Labeled point records:
--- start ---
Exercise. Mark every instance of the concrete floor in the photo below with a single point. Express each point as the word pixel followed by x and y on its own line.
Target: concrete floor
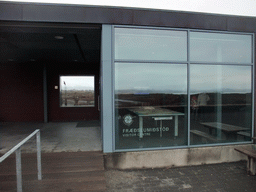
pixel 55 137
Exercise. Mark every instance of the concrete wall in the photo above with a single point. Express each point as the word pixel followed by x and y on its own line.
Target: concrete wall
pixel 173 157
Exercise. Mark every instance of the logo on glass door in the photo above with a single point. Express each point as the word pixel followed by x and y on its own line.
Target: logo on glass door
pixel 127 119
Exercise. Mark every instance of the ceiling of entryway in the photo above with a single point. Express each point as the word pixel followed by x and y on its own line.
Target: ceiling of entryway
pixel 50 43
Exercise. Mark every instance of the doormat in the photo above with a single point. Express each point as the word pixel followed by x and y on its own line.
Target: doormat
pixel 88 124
--- end ---
--- start ---
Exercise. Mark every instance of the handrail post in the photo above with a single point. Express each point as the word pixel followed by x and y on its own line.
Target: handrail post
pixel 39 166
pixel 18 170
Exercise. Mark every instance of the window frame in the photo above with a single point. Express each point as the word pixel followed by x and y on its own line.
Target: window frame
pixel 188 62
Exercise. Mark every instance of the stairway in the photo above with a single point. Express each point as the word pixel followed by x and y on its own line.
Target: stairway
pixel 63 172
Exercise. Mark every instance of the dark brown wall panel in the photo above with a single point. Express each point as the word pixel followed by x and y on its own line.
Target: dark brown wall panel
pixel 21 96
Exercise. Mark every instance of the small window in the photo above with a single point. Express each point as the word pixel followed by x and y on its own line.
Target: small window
--- end ---
Rewrite the data from the line containing "Exercise. Mark every instance of the ceiling" through the line containing "pixel 88 124", swapping "doormat" for "welcome mat" and leaving everything else unchanged.

Exercise. Mark every instance of the ceiling of entryway in the photo above with a single point. Express each point as the word pixel followed by x and y on its own line.
Target: ceiling of entryway
pixel 50 43
Exercise. Mark every instance of the welcome mat in the photo above with a single point. Express each point as the word pixel followed by x and y on its own line.
Target: welcome mat
pixel 88 124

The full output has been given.